**Required action**
Find each line of the listing below that contains the word "positive" and copy those lines out in full.

**Provided data**

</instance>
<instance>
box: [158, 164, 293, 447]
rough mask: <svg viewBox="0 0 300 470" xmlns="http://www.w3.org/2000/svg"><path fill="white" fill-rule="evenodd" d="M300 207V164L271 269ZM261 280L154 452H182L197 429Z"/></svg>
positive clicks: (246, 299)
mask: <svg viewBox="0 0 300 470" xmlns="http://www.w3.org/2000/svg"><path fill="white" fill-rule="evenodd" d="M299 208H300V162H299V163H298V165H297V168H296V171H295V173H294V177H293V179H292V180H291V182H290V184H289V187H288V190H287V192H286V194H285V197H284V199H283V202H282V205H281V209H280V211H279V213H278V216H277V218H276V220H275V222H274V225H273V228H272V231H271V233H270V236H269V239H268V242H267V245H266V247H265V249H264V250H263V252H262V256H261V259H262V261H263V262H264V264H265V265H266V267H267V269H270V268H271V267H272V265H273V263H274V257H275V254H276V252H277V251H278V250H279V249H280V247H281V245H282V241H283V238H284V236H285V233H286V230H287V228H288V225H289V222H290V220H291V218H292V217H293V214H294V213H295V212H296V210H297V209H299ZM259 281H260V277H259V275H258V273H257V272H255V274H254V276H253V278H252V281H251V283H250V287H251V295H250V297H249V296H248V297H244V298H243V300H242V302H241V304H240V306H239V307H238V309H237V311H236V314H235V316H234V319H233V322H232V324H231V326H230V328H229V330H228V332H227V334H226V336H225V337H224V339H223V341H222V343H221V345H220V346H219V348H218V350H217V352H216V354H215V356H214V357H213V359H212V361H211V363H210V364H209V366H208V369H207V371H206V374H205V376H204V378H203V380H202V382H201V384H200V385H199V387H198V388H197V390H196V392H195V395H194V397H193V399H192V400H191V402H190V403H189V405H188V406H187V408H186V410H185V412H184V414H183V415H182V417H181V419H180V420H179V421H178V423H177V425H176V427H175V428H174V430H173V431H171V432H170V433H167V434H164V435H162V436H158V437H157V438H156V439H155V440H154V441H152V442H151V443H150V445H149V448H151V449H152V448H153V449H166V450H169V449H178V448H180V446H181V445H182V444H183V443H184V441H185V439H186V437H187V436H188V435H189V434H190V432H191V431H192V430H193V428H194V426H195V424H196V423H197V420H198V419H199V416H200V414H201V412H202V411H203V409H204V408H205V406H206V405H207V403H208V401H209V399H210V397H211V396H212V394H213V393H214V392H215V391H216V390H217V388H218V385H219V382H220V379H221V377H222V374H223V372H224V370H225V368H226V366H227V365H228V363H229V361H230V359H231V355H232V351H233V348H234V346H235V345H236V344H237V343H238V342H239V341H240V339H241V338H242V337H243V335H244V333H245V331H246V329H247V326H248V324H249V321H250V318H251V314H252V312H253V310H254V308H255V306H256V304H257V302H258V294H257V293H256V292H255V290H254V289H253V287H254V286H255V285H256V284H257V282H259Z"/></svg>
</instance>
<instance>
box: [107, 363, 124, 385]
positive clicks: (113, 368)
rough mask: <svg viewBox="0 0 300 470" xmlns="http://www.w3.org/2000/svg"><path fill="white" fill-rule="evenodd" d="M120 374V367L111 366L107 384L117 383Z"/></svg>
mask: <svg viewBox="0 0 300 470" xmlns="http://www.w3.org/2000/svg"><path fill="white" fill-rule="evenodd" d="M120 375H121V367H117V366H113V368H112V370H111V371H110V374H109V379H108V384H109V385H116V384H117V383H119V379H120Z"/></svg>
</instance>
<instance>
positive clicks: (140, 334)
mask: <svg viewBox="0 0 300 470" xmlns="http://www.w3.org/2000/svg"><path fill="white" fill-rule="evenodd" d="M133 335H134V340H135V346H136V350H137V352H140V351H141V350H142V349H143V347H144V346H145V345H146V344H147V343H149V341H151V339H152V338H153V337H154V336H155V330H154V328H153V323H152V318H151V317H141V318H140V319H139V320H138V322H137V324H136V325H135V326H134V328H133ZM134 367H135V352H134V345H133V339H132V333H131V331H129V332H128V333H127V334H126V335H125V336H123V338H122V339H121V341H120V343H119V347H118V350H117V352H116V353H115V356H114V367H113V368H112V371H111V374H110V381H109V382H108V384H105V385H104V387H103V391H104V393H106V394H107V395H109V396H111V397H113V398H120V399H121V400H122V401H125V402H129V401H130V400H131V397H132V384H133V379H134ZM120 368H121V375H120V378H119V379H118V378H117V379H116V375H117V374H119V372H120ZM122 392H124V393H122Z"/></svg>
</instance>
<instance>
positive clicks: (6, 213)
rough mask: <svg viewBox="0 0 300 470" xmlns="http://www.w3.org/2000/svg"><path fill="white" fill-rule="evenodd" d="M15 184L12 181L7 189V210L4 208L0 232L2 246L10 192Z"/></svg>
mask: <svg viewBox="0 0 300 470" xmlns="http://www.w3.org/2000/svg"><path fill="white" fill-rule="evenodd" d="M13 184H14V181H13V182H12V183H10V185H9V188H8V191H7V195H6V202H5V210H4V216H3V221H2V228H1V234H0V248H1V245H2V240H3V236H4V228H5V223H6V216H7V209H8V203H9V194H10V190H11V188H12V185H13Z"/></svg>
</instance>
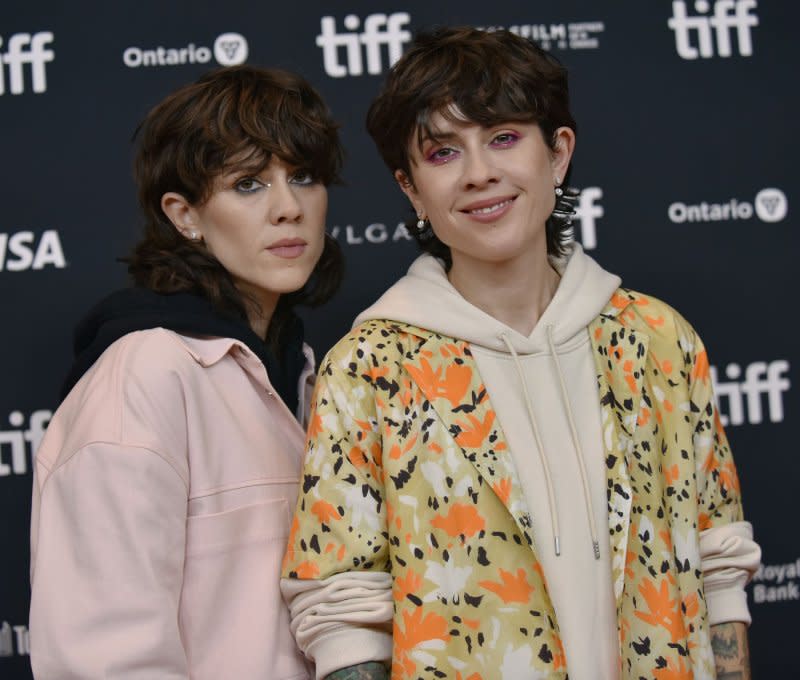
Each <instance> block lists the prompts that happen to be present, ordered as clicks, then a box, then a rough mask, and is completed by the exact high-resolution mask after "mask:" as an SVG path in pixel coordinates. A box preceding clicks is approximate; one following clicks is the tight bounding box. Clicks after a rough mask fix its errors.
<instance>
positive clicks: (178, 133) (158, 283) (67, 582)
mask: <svg viewBox="0 0 800 680" xmlns="http://www.w3.org/2000/svg"><path fill="white" fill-rule="evenodd" d="M138 141H139V146H138V152H137V156H136V161H135V176H136V181H137V183H138V187H139V200H140V203H141V207H142V209H143V211H144V215H145V230H144V237H143V238H142V240H141V241H140V243H139V244H138V245H137V246H136V248H135V249H134V251H133V253H132V254H131V256H130V257H129V258H128V260H127V261H128V267H129V271H130V273H131V275H132V277H133V280H134V283H135V287H134V288H131V289H129V290H124V291H120V292H118V293H115V294H113V295H111V296H110V297H108V298H106V299H105V300H104V301H103V302H101V303H100V304H99V305H98V306H97V307H96V308H95V309H94V310H92V312H91V313H90V314H89V316H88V317H87V318H86V319H85V320H84V321H83V322H82V324H81V325H80V326H79V328H78V331H77V334H76V347H75V349H76V355H77V359H76V364H75V367H74V369H73V371H72V373H71V375H70V378H69V379H68V382H67V385H66V389H67V390H68V394H67V396H66V398H65V400H64V401H63V403H62V404H61V406H60V408H59V409H58V411H57V412H56V414H55V416H54V418H53V420H52V421H51V423H50V427H49V429H48V432H47V435H46V437H45V439H44V442H43V444H42V446H41V448H40V450H39V452H38V454H37V457H36V470H35V482H34V490H33V516H32V527H31V580H32V591H33V592H32V602H31V618H30V624H31V663H32V666H33V671H34V674H35V676H36V677H37V678H39V679H48V678H53V679H56V678H57V679H58V680H66V679H68V678H81V679H82V680H88V679H91V678H115V679H125V680H133V679H141V680H151V679H153V678H174V679H178V678H189V677H191V678H194V679H202V678H209V679H212V678H213V679H215V680H218V679H219V678H243V679H247V678H265V679H266V678H270V679H272V680H278V679H279V678H280V679H289V678H292V679H296V678H307V677H309V669H308V667H307V665H306V662H305V661H304V659H303V657H302V655H301V653H300V652H299V651H298V649H297V647H296V645H295V642H294V640H293V638H292V635H291V632H290V630H289V625H288V613H287V610H286V607H285V605H284V603H283V601H282V599H281V595H280V591H279V587H278V580H279V571H280V561H281V558H282V555H283V551H284V548H285V546H286V540H287V536H288V528H289V520H290V510H291V509H292V508H293V507H294V504H295V499H296V495H297V488H298V484H299V477H300V468H301V455H302V450H303V443H304V429H303V424H304V422H305V420H306V413H305V405H306V403H307V401H308V395H307V390H308V388H309V382H310V380H311V376H312V374H313V357H312V356H311V352H310V349H309V348H308V347H307V346H306V345H305V344H304V343H303V331H302V325H301V323H300V321H299V320H298V319H297V317H296V316H295V315H294V314H293V311H292V309H293V307H294V306H295V305H296V304H298V303H305V304H311V305H314V304H319V303H321V302H323V301H325V300H327V299H328V298H329V297H330V296H331V295H332V294H333V292H334V290H335V289H336V287H337V285H338V283H339V279H340V276H341V255H340V253H339V250H338V248H337V247H336V243H335V241H333V240H332V239H331V238H329V237H328V236H327V235H326V234H325V215H326V210H327V186H328V185H329V184H330V183H331V182H333V181H335V180H336V179H337V178H338V173H339V169H340V164H341V155H342V154H341V148H340V146H339V140H338V135H337V132H336V125H335V124H334V123H333V122H332V120H331V118H330V115H329V112H328V110H327V108H326V106H325V104H324V103H323V101H322V100H321V99H320V97H319V95H318V94H317V93H316V92H315V91H314V90H313V89H312V88H311V86H310V85H309V84H308V83H307V82H305V81H304V80H303V79H302V78H300V77H298V76H296V75H294V74H291V73H286V72H283V71H278V70H268V69H258V68H252V67H246V66H243V67H237V68H231V69H223V70H220V71H217V72H214V73H212V74H210V75H208V76H205V77H203V78H201V79H200V80H199V81H197V82H196V83H194V84H192V85H189V86H186V87H184V88H182V89H180V90H178V91H177V92H175V93H174V94H172V95H170V96H169V97H167V98H166V99H165V100H164V101H162V102H161V103H160V104H159V105H158V106H156V107H155V108H154V109H153V110H152V111H151V112H150V113H149V114H148V116H147V118H146V119H145V121H144V122H143V124H142V125H141V127H140V129H139V132H138Z"/></svg>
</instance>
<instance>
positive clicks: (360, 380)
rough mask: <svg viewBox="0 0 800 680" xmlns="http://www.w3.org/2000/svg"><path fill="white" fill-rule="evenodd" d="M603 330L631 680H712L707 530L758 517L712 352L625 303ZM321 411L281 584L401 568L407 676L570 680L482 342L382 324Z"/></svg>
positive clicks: (712, 668) (400, 632)
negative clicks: (709, 365) (547, 678)
mask: <svg viewBox="0 0 800 680" xmlns="http://www.w3.org/2000/svg"><path fill="white" fill-rule="evenodd" d="M588 330H589V333H590V336H591V341H592V347H593V352H594V357H595V365H596V368H597V388H598V398H599V400H600V404H601V412H602V427H603V445H604V450H605V455H606V463H607V489H608V490H607V497H608V525H607V526H608V540H609V543H610V548H611V551H612V553H611V554H612V572H613V580H614V593H615V597H616V607H617V622H618V630H619V644H620V664H621V676H622V677H623V678H636V679H638V678H648V679H650V678H652V679H654V680H681V679H687V680H688V679H689V678H713V677H714V659H713V652H712V650H711V647H710V641H709V629H708V622H707V615H706V603H705V599H704V595H703V579H702V573H701V571H700V557H699V544H698V540H699V539H698V534H699V532H700V531H702V530H704V529H707V528H710V527H712V526H717V525H722V524H725V523H729V522H733V521H738V520H740V519H741V518H742V509H741V502H740V496H739V484H738V479H737V476H736V469H735V467H734V463H733V460H732V457H731V453H730V450H729V448H728V444H727V441H726V438H725V433H724V432H723V429H722V426H721V424H720V422H719V418H718V417H717V413H716V407H715V403H714V398H713V393H712V385H711V379H710V376H709V363H708V358H707V356H706V352H705V349H704V348H703V345H702V342H701V340H700V338H699V337H698V336H697V335H696V333H695V331H694V330H693V329H692V327H691V326H690V325H689V324H688V323H687V322H686V321H685V320H684V319H683V318H682V317H681V316H680V315H678V314H677V313H676V312H675V311H674V310H672V309H671V308H670V307H668V306H667V305H665V304H664V303H662V302H660V301H658V300H656V299H654V298H651V297H647V296H644V295H642V294H639V293H636V292H633V291H629V290H625V289H619V290H618V291H617V292H616V293H615V294H614V296H613V297H612V298H611V300H610V302H609V304H608V305H607V307H606V309H604V310H603V312H602V313H601V314H600V315H599V316H598V317H597V319H596V320H595V321H593V322H592V324H591V325H590V326H589V329H588ZM314 409H315V410H314V413H313V415H312V421H311V427H310V433H309V443H308V452H307V456H306V461H305V470H304V481H303V487H302V489H301V493H300V497H299V499H298V505H297V512H296V515H295V519H294V522H293V526H292V530H291V535H290V539H289V547H288V551H287V554H286V558H285V562H284V577H288V578H298V579H323V578H326V577H328V576H330V575H332V574H336V573H339V572H343V571H359V570H366V571H376V570H383V571H388V572H390V573H391V575H392V583H393V599H394V623H393V660H392V677H393V679H396V680H400V679H401V678H453V679H458V680H479V679H484V680H488V679H489V678H498V677H502V678H548V679H555V678H566V677H567V667H566V658H565V655H564V652H563V648H562V646H561V642H560V639H559V629H558V622H557V620H556V617H555V614H554V611H553V608H552V604H551V602H550V599H549V597H548V592H547V584H546V582H545V578H544V574H543V573H542V569H541V567H540V565H539V562H538V560H537V556H536V552H537V547H536V546H535V545H533V541H532V538H531V536H532V533H531V531H530V528H531V526H532V522H534V521H541V520H539V519H538V518H535V517H534V518H532V517H531V516H530V513H529V510H528V508H527V505H526V501H525V499H524V496H523V493H522V489H521V486H520V483H519V479H518V476H517V471H516V469H515V467H514V465H513V463H512V460H511V456H510V454H509V451H508V445H507V443H506V440H505V438H504V435H503V432H502V430H501V428H500V426H499V422H498V421H497V420H496V418H495V412H494V411H493V409H492V402H491V395H489V394H487V392H486V389H485V388H484V386H483V385H482V383H481V377H480V375H479V374H478V370H477V367H476V364H475V361H474V360H473V358H472V356H471V353H470V348H469V345H468V344H467V343H465V342H463V341H460V340H458V339H454V338H448V337H444V336H441V335H438V334H434V333H432V332H430V331H427V330H424V329H421V328H416V327H413V326H409V325H406V324H402V323H396V322H391V321H369V322H366V323H364V324H362V325H361V326H359V327H357V328H355V329H354V330H353V331H352V332H351V333H350V334H349V335H348V336H346V337H345V338H344V339H343V340H341V341H340V342H339V343H338V344H337V345H336V347H334V348H333V350H331V352H330V353H329V355H328V356H327V357H326V359H325V361H324V363H323V365H322V367H321V369H320V374H319V379H318V383H317V388H316V393H315V398H314Z"/></svg>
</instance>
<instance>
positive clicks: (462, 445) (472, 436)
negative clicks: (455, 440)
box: [456, 411, 494, 449]
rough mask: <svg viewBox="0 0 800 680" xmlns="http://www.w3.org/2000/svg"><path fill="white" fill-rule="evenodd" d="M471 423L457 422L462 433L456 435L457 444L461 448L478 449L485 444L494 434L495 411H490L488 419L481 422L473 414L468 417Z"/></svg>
mask: <svg viewBox="0 0 800 680" xmlns="http://www.w3.org/2000/svg"><path fill="white" fill-rule="evenodd" d="M467 419H468V420H469V423H464V422H457V423H456V425H458V426H459V427H460V428H461V432H459V433H458V434H457V435H456V443H457V444H458V445H459V446H468V447H470V448H473V449H476V448H478V447H479V446H480V445H481V444H483V442H485V441H486V439H487V438H488V436H489V435H490V434H491V432H492V423H493V422H494V411H488V412H487V413H486V417H485V418H484V419H483V422H481V421H480V420H479V419H478V418H476V417H475V416H473V415H472V414H470V415H468V416H467Z"/></svg>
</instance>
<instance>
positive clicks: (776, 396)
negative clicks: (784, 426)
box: [711, 359, 791, 425]
mask: <svg viewBox="0 0 800 680" xmlns="http://www.w3.org/2000/svg"><path fill="white" fill-rule="evenodd" d="M788 371H789V362H788V361H785V360H783V359H779V360H777V361H770V362H769V363H767V362H765V361H756V362H754V363H752V364H748V366H747V367H746V368H745V369H744V380H741V377H742V368H741V366H739V364H728V365H727V366H726V367H725V376H726V377H727V378H728V380H729V381H730V382H721V381H720V380H719V378H718V377H717V369H716V367H714V366H712V367H711V380H712V381H713V383H714V391H715V392H716V395H717V403H718V405H719V413H720V420H721V421H722V424H723V425H728V424H731V425H741V424H743V423H744V422H748V423H749V424H751V425H757V424H758V423H761V422H763V420H764V413H763V405H762V399H761V398H762V397H763V396H764V395H766V397H767V410H768V412H769V420H770V422H771V423H780V422H783V393H784V392H788V391H789V388H790V387H791V383H790V382H789V379H788V378H787V377H786V373H788ZM723 399H724V400H725V401H724V402H723V401H722V400H723ZM723 404H724V405H725V406H727V409H725V410H723ZM745 404H746V405H747V420H746V421H745Z"/></svg>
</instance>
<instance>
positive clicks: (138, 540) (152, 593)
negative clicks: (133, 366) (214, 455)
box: [30, 443, 189, 680]
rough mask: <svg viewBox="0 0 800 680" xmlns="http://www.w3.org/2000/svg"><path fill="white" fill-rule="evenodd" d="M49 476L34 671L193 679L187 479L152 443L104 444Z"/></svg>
mask: <svg viewBox="0 0 800 680" xmlns="http://www.w3.org/2000/svg"><path fill="white" fill-rule="evenodd" d="M47 472H48V471H47V470H46V469H44V468H41V467H40V468H39V469H38V470H37V473H39V479H41V480H42V484H41V489H37V491H36V493H35V494H34V506H35V508H36V510H35V512H34V525H33V527H32V541H33V545H32V547H33V555H34V561H33V564H32V570H31V577H32V598H31V619H30V627H31V664H32V667H33V671H34V674H35V675H36V677H37V679H39V680H63V679H65V678H81V679H82V680H93V679H95V678H96V679H99V678H108V677H114V678H117V679H118V680H145V679H146V678H154V677H158V678H163V679H165V680H166V679H169V680H179V679H180V680H184V679H186V678H188V677H189V675H188V669H187V662H186V655H185V652H184V649H183V645H182V643H181V637H180V631H179V629H178V605H179V601H180V596H181V588H182V585H183V558H184V541H185V525H186V504H187V500H186V499H187V487H186V484H185V482H184V480H183V479H182V478H181V476H180V475H179V474H178V473H177V472H176V471H175V469H174V468H173V467H172V466H171V465H170V464H169V463H167V462H166V461H165V460H164V459H163V458H162V457H160V456H159V455H158V454H157V453H154V452H153V451H150V450H148V449H143V448H139V447H134V446H123V445H117V444H108V443H94V444H90V445H88V446H86V447H84V448H83V449H81V450H79V451H77V452H76V453H75V454H74V455H72V456H71V457H69V458H68V459H67V460H65V461H64V462H63V463H61V464H60V465H58V467H56V468H55V469H54V470H53V471H52V472H51V473H50V474H49V475H47Z"/></svg>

**Response to this task**
positive clicks: (246, 299)
positive clicks: (113, 368)
positive clicks: (140, 334)
positive clicks: (6, 213)
positive clicks: (178, 133) (158, 283) (67, 582)
positive clicks: (360, 380)
positive clicks: (712, 668) (400, 632)
positive clicks: (462, 445) (472, 436)
positive clicks: (776, 396)
positive clicks: (138, 540) (152, 593)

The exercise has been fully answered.